Assignment
Look through the material below and give the number of lines where the string "woman" appears, without any other words.

The data
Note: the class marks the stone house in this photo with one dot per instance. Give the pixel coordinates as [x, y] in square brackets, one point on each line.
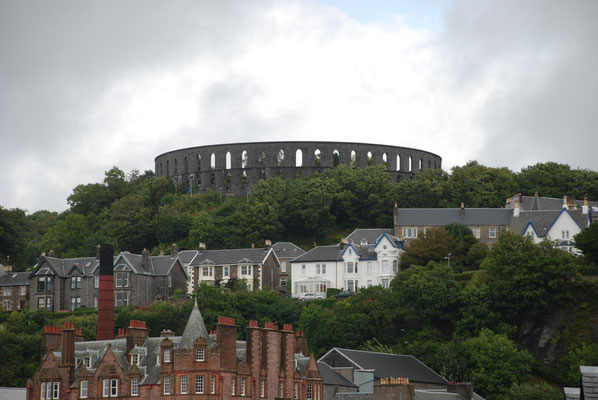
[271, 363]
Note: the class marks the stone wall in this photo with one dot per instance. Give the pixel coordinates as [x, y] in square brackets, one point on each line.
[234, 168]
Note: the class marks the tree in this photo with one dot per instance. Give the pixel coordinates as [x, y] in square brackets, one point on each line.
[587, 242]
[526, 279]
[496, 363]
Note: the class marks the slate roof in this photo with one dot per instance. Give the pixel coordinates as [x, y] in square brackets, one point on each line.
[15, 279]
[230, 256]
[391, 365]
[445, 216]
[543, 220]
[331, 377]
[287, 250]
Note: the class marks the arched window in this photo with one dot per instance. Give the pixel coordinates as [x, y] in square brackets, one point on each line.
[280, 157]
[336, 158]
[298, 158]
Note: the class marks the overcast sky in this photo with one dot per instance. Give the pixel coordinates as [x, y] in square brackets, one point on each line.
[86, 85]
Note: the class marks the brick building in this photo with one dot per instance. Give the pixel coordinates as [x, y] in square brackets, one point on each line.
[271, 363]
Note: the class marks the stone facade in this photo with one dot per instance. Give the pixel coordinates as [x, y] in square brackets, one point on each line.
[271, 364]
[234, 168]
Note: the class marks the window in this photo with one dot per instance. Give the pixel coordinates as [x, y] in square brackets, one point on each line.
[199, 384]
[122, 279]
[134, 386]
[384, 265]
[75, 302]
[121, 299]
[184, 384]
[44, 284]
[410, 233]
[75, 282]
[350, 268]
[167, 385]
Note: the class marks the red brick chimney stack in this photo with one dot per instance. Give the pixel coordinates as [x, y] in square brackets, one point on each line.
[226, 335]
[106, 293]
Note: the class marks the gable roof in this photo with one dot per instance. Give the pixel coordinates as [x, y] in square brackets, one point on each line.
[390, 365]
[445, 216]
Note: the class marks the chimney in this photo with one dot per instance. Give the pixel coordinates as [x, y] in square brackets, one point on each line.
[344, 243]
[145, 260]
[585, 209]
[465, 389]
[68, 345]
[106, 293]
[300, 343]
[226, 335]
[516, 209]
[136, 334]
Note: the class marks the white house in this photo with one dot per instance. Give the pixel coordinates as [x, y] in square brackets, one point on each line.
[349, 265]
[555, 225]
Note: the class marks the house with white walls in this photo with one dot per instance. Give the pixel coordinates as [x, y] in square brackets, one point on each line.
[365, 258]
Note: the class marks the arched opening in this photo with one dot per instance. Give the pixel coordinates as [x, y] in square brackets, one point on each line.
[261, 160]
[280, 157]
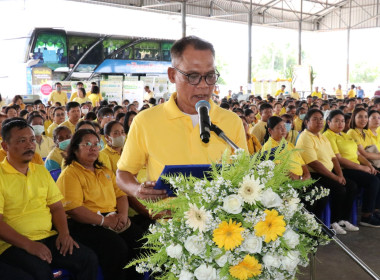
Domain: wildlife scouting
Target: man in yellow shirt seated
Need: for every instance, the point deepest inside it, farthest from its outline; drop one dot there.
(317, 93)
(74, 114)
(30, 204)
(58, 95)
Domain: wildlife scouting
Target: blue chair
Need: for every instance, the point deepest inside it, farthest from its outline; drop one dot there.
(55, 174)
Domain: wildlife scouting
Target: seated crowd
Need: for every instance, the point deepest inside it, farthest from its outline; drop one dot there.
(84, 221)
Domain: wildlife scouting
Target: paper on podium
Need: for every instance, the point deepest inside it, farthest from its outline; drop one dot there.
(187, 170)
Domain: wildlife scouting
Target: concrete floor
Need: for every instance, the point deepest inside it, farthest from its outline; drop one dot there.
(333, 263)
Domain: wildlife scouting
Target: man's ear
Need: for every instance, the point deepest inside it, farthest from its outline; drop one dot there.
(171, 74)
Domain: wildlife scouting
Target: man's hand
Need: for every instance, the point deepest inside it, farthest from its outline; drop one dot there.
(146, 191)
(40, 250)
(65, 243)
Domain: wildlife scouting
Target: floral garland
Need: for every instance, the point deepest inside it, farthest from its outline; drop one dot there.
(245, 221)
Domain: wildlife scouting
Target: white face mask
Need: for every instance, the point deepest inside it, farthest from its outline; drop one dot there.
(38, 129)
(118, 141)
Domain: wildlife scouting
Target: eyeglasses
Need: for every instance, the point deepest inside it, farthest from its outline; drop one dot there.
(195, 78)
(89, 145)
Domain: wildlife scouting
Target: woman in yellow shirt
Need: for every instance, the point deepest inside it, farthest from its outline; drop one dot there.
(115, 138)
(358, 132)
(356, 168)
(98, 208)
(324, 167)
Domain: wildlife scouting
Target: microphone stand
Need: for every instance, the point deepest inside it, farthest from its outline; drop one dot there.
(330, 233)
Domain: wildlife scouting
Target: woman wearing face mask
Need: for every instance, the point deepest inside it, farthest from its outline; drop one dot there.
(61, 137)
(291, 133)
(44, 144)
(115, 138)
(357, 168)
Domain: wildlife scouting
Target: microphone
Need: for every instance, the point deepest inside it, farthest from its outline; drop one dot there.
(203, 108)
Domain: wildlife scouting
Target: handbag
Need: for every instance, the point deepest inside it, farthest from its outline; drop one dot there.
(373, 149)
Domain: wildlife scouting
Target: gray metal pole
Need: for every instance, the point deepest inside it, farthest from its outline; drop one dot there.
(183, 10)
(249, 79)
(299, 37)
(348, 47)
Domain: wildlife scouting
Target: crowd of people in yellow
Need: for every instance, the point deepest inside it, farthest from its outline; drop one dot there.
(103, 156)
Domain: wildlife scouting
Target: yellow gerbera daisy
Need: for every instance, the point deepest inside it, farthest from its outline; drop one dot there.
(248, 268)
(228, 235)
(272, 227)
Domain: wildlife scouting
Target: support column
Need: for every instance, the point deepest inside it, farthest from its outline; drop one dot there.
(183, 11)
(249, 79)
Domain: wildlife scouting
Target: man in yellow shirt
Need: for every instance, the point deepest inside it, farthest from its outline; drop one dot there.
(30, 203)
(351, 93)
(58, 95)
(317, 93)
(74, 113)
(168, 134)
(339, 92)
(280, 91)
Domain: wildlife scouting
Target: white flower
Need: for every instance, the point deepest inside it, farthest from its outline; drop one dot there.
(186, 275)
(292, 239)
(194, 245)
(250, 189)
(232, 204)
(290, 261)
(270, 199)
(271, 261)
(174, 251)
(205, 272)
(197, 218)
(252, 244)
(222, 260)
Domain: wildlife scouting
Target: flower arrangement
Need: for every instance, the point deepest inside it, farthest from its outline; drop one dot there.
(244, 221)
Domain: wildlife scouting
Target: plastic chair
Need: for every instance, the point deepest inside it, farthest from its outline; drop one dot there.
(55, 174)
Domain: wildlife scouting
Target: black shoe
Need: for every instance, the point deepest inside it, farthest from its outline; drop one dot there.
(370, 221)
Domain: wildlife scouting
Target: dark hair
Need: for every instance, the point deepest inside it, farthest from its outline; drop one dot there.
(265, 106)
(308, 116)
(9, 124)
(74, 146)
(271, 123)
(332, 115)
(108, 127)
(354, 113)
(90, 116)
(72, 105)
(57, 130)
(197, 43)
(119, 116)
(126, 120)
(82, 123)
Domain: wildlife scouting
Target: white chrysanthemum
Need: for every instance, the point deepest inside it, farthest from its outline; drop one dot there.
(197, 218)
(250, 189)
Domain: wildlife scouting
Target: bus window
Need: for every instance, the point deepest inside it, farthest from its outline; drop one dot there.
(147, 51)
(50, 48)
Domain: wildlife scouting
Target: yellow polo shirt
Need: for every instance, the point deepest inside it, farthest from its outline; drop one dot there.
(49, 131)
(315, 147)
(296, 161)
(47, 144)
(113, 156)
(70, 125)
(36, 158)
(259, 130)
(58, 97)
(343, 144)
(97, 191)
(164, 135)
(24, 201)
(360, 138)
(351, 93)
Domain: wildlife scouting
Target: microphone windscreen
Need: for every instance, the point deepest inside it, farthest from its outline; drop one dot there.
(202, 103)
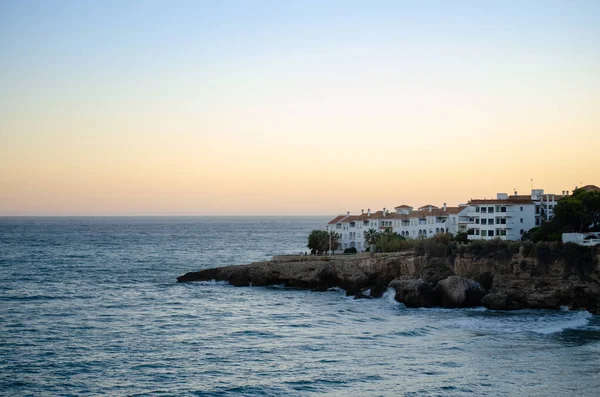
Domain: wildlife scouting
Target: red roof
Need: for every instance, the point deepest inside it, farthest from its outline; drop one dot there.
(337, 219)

Result of the exercise
2